■ Tasks ■
1/ Duplicate a section of the Barnett career passage word for word. Begin at the words "The World War" and stop after "November 12, 1941.".
2/ List the conductors Barnett assisted in The New York City Symphony's Carnegie Hall series, as named in the Barnett career passage.

Professional training 
Barnett’s professional career began in 1931, when he was accepted into the National Orchestral Association under conductor Leon Barzin, with whom he studied conducting for five years.  Then,  on June 5, 1936, at the age of 18, as a protégé of and accompanied by Barzin, Barnett sailed to Europe to study in Paris, Romania, London and other European cities for a year.    Funded by a conducting scholarship from the New York Philharmonic Society (the first of its kind), he first went to Paris, where he studied with composer and conductor of the Orchestre de Paris Georges Enescu and spent July and August at Enescu’s estate in Romania.  Barnett was the only conducting pupil that Enescu ever accepted.    In August of that year, he traveled to Salzburg, Austria, where he studied with conductor Bruno Walter, Felix Weingartner and the Vienna Philharmonic at the Mozarteum Academy.  While in Austria, he visited Linz and St. Florian, “the Bruckner cities”, and attended the Bruckner Festival.  Returning to Paris via The Orient Express September 2, 1936, he spent September 1936 through March 1937 in Copenhagen and Prague studying with the Russian conductor Nikolai Malko, traveling with him through England, Denmark and Russia and studying operatic conducting in Moscow, Leningrad and Kiev.  He spent over a year studying conducting in Europe, returning to Paris in the summer of 1937 to resume his conducting studies with Georges Enescu. He returned to the United States along with his mentor Georges Enescu later in 1937, mere months after his father died in February.

Early career 
Upon his return to America in 1937, Barnett was appointed assistant conductor to Leon Barzin of the National Orchestral Association,   and was invited to conduct for the New York Federal Civic Orchestra (part of the WPA Federal Music Project) twice a week in Brooklyn and New York.

In 1939, the 21-year-old conductor was appointed regular conductor of the Stamford Symphony Orchestra in Connecticut.  He followed previous conductor Hugo Kortschak, Dean of Music at Yale University. At the time, Barnett was known as the “youngest professional symphony conductor in the United States.”  In addition to his new post, he retained his other conducting posts in Brooklyn and New York.   One of his conducting performances included an appearance at the 1939 New York World’s Fair, where he conducted the Federal Knickerbocker Orchestra of New York at the WPA Building on May 28, 1939, part of which was broadcast over WYNC.

Also, in 1939, Barnett was awarded the position of Principal Conductor of The New York City Symphony Orchestra after successfully guest conducting a semester-long Beethoven Cycle at Columbia University.  In The New York City Symphony’s Carnegie Hall series, he assisted famed conductors Sir Thomas Beecham, Fritz Reiner and Otto Klemperer, even taking over two of Dr. Klemperer’s Carnegie Hall concerts on short notice.

The World War II years (1940s) 
In 1941, Barnett was appointed conductor of the Brooklyn Symphony Orchestra, a newly-formed, all-professional organization sponsored by the Brooklyn Institute of Arts and Sciences, which debuted on November 12, 1941.

■ Entries provided ■
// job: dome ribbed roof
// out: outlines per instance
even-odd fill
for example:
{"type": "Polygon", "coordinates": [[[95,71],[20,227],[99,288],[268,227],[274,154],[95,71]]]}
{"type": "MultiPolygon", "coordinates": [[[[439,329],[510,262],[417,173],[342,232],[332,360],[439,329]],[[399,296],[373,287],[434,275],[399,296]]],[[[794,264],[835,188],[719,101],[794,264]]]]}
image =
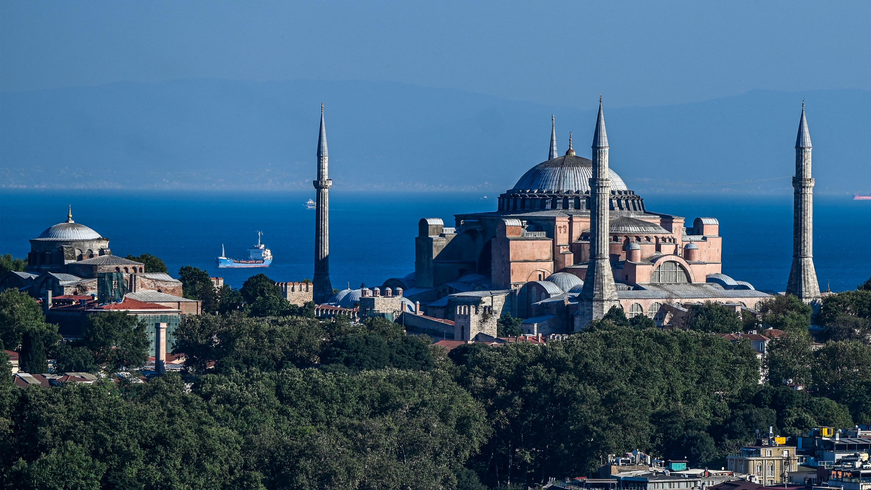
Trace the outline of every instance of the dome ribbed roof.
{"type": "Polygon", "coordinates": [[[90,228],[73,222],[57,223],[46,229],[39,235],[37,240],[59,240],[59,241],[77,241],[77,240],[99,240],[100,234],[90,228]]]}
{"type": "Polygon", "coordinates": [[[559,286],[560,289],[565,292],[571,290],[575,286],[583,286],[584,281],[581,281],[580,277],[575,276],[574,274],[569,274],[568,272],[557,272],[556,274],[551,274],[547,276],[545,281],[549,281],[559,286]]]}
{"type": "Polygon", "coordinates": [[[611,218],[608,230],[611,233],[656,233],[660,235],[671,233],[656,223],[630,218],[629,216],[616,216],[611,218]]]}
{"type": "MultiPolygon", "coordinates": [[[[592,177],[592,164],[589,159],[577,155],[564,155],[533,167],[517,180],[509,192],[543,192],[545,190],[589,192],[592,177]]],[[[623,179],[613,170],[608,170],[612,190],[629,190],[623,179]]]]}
* * *
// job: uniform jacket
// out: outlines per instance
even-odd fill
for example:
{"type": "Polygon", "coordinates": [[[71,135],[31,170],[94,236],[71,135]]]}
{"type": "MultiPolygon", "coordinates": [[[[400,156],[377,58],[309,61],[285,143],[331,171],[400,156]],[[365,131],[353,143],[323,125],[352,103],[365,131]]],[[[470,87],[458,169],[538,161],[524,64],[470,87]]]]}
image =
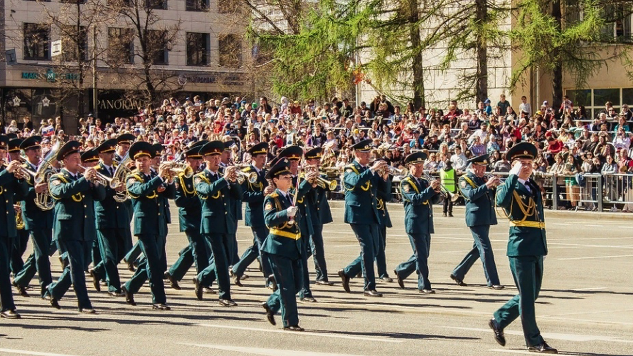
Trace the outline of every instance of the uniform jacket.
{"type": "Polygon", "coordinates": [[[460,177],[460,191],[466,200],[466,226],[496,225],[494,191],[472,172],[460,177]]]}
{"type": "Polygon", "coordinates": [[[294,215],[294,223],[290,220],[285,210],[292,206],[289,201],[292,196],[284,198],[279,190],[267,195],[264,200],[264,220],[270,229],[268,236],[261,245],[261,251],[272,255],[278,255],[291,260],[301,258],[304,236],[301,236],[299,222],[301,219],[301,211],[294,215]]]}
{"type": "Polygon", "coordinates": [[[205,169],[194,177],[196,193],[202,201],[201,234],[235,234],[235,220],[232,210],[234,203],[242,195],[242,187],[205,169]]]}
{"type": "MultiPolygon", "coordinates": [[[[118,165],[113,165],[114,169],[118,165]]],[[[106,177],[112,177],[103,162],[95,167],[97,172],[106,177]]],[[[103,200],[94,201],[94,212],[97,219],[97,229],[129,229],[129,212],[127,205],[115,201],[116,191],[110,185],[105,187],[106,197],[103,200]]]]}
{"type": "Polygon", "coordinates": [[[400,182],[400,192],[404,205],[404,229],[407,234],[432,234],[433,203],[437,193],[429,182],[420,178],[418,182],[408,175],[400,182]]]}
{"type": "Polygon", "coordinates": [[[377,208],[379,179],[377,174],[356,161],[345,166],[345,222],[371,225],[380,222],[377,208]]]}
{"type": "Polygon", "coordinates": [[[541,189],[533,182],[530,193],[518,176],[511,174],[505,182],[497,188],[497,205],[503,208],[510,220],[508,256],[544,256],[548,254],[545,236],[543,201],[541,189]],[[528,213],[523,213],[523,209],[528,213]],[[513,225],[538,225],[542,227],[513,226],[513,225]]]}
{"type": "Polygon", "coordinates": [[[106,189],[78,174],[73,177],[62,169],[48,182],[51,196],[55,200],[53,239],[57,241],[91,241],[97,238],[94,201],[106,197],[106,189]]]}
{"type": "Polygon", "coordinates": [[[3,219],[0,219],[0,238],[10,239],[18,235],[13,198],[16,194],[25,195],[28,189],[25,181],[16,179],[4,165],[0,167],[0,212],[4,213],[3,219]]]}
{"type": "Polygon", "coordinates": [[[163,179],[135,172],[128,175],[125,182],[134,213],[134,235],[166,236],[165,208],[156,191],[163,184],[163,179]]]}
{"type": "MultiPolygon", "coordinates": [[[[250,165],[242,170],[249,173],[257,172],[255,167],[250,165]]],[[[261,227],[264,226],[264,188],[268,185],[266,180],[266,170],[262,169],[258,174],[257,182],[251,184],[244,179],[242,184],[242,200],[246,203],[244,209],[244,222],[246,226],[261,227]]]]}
* * *
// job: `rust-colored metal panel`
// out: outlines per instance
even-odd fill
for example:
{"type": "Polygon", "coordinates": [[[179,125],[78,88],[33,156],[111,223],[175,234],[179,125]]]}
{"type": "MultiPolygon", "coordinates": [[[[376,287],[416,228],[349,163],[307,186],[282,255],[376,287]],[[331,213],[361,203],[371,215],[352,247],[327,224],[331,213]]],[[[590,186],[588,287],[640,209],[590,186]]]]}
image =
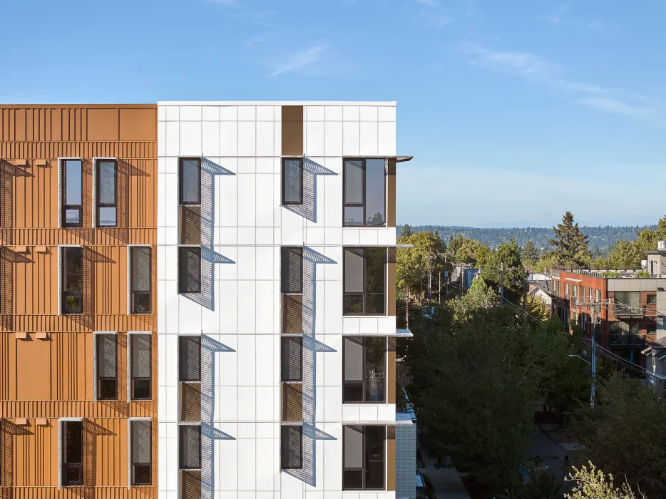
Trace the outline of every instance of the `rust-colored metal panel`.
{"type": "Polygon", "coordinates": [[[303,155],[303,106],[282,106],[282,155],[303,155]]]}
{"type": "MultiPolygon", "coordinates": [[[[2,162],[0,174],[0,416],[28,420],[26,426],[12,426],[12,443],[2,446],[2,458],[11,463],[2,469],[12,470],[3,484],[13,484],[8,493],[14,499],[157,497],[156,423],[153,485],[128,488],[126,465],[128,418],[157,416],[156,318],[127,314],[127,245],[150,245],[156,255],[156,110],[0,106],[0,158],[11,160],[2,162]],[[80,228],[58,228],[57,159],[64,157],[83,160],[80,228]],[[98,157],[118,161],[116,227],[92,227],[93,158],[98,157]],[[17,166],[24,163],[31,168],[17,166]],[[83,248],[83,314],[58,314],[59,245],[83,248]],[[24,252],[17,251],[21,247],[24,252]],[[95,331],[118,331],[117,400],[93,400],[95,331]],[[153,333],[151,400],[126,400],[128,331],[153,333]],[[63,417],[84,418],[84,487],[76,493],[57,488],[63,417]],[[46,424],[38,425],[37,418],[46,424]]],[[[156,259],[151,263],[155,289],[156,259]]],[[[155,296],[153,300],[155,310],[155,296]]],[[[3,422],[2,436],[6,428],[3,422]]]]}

■ Answers in order ■
1/
The World War II years (1940s) 
In 1941, Barnett was appointed conductor of the Brooklyn Symphony Orchestra, a newly-formed, all-professional organization sponsored by the Brooklyn Institute of Arts and Sciences, which debuted on November 12, 1941.

2/
Sir Thomas Beecham
Fritz Reiner
Otto Klemperer